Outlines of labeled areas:
<<<<

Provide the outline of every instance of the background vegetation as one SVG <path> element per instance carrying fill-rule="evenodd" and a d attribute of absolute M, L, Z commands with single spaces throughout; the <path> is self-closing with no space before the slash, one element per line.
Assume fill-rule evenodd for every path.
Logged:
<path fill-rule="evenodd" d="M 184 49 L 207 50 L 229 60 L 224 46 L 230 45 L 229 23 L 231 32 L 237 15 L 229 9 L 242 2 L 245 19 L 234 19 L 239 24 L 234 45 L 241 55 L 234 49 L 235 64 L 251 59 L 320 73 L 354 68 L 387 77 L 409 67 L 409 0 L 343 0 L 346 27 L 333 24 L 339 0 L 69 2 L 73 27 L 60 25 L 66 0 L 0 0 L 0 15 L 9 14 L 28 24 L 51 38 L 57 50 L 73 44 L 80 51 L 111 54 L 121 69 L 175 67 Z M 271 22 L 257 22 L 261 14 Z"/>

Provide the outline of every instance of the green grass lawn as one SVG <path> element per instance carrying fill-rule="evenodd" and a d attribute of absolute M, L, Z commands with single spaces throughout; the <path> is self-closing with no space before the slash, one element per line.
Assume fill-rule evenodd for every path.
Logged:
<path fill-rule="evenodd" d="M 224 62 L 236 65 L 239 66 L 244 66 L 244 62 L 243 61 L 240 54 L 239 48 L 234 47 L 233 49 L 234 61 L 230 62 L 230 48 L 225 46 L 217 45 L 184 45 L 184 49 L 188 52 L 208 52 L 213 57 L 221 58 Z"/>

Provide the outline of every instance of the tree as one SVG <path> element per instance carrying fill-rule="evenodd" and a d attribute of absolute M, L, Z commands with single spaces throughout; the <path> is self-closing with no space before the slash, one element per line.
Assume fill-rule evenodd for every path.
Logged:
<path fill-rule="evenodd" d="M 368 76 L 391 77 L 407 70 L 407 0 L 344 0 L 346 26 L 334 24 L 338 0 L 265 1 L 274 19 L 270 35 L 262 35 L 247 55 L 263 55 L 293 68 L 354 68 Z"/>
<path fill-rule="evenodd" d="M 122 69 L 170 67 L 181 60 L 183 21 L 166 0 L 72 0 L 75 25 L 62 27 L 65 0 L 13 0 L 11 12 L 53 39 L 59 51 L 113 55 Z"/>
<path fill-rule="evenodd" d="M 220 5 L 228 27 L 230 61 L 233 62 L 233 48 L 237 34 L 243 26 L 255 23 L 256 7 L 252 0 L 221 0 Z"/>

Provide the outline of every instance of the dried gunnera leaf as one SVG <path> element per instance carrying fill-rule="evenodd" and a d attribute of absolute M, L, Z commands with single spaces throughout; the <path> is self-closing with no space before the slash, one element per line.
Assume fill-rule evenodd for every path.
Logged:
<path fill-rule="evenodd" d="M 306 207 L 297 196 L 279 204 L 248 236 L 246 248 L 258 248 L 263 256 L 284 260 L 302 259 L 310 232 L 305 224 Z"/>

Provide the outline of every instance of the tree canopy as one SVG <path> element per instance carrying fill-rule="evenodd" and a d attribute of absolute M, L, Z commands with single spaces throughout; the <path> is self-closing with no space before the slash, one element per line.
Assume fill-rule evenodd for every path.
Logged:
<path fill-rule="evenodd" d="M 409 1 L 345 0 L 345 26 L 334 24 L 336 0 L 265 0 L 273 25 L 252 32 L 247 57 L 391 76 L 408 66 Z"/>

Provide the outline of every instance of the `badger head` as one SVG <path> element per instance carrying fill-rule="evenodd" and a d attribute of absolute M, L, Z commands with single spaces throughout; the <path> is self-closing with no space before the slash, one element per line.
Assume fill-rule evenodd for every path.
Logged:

>>>>

§ Task brief:
Copy every row above character for character, changing nothing.

§ Answer below:
Provide the outline of every instance of the background vegetation as one SVG <path> element per instance carrying fill-rule="evenodd" and a d attribute of absolute M, L, Z commands with single spaces throughout; the <path> is self-closing with no space before the slash, one element per line.
Assume fill-rule evenodd for every path.
Logged:
<path fill-rule="evenodd" d="M 184 49 L 207 50 L 229 60 L 224 46 L 230 45 L 229 23 L 231 32 L 237 15 L 229 9 L 242 2 L 245 19 L 234 19 L 239 24 L 234 45 L 241 55 L 234 49 L 235 64 L 251 59 L 320 73 L 354 68 L 387 77 L 409 67 L 409 0 L 343 0 L 346 27 L 333 24 L 339 0 L 69 2 L 73 27 L 60 25 L 66 0 L 0 0 L 0 15 L 9 14 L 28 24 L 51 38 L 57 50 L 73 44 L 80 51 L 111 54 L 121 69 L 175 67 Z M 271 22 L 257 22 L 261 14 Z"/>

Provide the outline of every instance of the green grass lawn as one SVG <path> element per instance carrying fill-rule="evenodd" and a d attribute of absolute M, L, Z commands with single spaces throughout; the <path> is self-closing with no space before the slash, one element per line.
Assume fill-rule evenodd for every path.
Logged:
<path fill-rule="evenodd" d="M 224 62 L 236 65 L 239 66 L 244 66 L 244 62 L 243 61 L 240 54 L 239 48 L 234 47 L 233 49 L 234 61 L 230 62 L 230 48 L 225 46 L 217 45 L 184 45 L 184 49 L 188 52 L 208 52 L 213 57 L 221 58 Z"/>

Provide the outline of every instance of the tree as one SVG <path> element per instance carrying fill-rule="evenodd" and a d attribute of absolute M, L, Z commands with single spaces throughout; the <path> is self-closing with no space before the slash, one element per line.
Assume fill-rule evenodd for every path.
Logged:
<path fill-rule="evenodd" d="M 368 76 L 391 77 L 407 70 L 407 0 L 344 0 L 346 26 L 334 24 L 338 0 L 265 1 L 274 19 L 270 35 L 262 35 L 247 55 L 263 55 L 293 68 L 354 68 Z"/>
<path fill-rule="evenodd" d="M 122 69 L 170 67 L 181 60 L 183 21 L 166 0 L 72 0 L 75 25 L 62 27 L 65 0 L 13 0 L 11 12 L 53 39 L 59 51 L 113 55 Z"/>
<path fill-rule="evenodd" d="M 220 5 L 228 27 L 230 61 L 233 62 L 233 48 L 237 34 L 243 26 L 255 23 L 256 7 L 252 0 L 221 0 Z"/>

Provide the outline of every instance of the dried gunnera leaf as one SVG <path> element per instance carrying fill-rule="evenodd" and a d attribute of absolute M, L, Z commands with single spaces throughout; the <path> is self-closing with no space before the slash, one element per line.
Assume fill-rule evenodd for every path.
Logged:
<path fill-rule="evenodd" d="M 306 207 L 297 196 L 279 204 L 248 236 L 246 248 L 258 248 L 263 256 L 284 260 L 302 259 L 310 232 L 305 224 Z"/>

Provide the outline of every instance of the tree canopy as one SVG <path> element per instance carrying fill-rule="evenodd" and a d attribute of absolute M, L, Z commands with single spaces throughout; the <path> is self-closing with no space before the slash, one element per line.
Assume fill-rule evenodd for every path.
Logged:
<path fill-rule="evenodd" d="M 409 1 L 345 0 L 345 26 L 334 24 L 336 0 L 265 0 L 273 25 L 252 32 L 247 57 L 391 76 L 408 66 Z"/>

Provide the outline of every instance of the `badger head` as one SVG <path> element per instance carrying fill-rule="evenodd" and a d attribute of absolute M, L, Z commands with single spaces throughout; the <path> is self-closing with no space before the slash, one element per line.
Assume fill-rule evenodd for every path.
Logged:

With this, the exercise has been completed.